- GIVEN TASK
Reproduce word for word the records from the line containing "Exercise. Locate the pencil" through the end of the records, both included.

+ + +

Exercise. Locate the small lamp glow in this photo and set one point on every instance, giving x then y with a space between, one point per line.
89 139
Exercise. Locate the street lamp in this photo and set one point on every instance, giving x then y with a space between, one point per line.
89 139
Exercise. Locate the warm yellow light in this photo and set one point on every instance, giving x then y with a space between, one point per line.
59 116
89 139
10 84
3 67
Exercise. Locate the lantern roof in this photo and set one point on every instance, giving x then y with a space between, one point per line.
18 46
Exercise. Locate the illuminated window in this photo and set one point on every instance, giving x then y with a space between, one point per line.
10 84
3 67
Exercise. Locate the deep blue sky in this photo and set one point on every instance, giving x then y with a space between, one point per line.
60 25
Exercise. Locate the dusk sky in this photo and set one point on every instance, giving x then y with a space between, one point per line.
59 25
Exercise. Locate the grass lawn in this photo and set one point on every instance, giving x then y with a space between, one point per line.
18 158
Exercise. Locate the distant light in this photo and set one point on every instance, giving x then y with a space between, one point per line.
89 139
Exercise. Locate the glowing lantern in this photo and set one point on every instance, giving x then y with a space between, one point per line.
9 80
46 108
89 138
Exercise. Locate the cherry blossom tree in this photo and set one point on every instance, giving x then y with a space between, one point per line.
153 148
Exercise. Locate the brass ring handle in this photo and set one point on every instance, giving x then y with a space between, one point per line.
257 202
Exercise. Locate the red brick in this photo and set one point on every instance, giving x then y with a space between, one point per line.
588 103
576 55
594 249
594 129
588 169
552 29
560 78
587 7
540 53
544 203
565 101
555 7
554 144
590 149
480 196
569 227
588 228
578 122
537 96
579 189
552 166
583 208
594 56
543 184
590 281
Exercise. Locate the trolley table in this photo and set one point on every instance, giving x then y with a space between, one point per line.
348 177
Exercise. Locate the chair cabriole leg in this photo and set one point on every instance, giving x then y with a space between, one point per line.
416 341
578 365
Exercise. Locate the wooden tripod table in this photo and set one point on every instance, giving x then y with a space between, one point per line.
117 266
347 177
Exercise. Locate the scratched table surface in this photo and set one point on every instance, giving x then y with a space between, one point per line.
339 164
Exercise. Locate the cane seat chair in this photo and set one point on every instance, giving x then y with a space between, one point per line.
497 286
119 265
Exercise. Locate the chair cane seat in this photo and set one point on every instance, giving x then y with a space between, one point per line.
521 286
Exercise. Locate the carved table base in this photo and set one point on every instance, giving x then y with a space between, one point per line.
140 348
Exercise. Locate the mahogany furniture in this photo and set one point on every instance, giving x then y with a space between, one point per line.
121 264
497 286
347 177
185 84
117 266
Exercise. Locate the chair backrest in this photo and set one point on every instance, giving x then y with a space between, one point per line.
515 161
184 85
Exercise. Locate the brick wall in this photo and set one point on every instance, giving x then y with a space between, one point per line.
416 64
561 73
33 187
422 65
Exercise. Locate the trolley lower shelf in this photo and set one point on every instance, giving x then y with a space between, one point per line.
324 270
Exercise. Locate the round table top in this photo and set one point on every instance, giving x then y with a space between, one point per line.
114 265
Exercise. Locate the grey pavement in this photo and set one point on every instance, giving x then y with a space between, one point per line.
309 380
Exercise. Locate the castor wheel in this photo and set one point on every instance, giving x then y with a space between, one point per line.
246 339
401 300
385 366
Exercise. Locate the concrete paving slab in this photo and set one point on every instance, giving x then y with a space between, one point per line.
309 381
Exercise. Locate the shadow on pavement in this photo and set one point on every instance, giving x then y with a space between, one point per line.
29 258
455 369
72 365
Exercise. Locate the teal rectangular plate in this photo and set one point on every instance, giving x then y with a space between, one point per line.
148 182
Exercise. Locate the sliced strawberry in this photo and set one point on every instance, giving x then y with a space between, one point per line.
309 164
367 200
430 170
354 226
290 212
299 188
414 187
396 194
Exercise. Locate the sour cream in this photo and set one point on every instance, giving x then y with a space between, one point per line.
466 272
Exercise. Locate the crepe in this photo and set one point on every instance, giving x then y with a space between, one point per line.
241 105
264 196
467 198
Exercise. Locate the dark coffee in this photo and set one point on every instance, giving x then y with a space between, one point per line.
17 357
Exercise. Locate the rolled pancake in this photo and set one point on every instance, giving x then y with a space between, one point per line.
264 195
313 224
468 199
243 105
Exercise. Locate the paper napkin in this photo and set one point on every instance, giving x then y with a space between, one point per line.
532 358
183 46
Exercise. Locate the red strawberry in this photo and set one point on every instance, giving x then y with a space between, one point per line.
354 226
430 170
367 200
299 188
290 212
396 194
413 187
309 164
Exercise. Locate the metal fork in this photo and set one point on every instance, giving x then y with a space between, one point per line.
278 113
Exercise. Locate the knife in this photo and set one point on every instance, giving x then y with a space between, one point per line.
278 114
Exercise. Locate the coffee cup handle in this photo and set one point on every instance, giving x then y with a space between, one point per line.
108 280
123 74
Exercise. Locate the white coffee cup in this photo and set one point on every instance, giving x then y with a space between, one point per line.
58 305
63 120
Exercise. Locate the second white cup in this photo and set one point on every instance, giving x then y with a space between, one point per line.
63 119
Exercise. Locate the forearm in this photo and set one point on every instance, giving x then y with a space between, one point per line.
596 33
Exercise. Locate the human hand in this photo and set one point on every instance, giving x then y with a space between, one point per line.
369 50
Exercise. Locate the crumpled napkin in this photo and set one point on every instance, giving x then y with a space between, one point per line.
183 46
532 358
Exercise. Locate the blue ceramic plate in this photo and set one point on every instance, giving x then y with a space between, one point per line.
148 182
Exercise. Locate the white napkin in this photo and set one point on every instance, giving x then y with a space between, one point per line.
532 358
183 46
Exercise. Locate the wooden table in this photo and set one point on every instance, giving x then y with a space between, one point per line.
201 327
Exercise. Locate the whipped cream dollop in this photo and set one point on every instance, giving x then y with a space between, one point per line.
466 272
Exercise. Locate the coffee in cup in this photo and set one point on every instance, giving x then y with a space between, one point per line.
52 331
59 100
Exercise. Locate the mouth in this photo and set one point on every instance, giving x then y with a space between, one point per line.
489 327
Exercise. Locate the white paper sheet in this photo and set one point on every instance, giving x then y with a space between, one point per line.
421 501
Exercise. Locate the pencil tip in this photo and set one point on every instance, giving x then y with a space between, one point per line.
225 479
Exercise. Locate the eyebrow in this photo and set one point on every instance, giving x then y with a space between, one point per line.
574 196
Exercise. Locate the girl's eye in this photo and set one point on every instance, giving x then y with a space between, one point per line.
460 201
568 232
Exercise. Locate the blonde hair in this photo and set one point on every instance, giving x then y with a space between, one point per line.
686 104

+ + +

- EXERCISE RESPONSE
Exercise. Locate the pencil tip in this photo and set one point on every instance, giving x then y with a space between, one point per line.
225 479
Exercise. Locate the eyebrow in this photo and set one point on every instance, giving x then y with a space between, one point per line.
574 196
Exercise. Locate the girl's eye in this photo and set one point on every instance, giving x then y with a space between, one point per line.
460 201
568 232
Exercise. Locate the blonde hair in this photo and set one point on every instance, giving x then y with a space between, one point per line.
686 104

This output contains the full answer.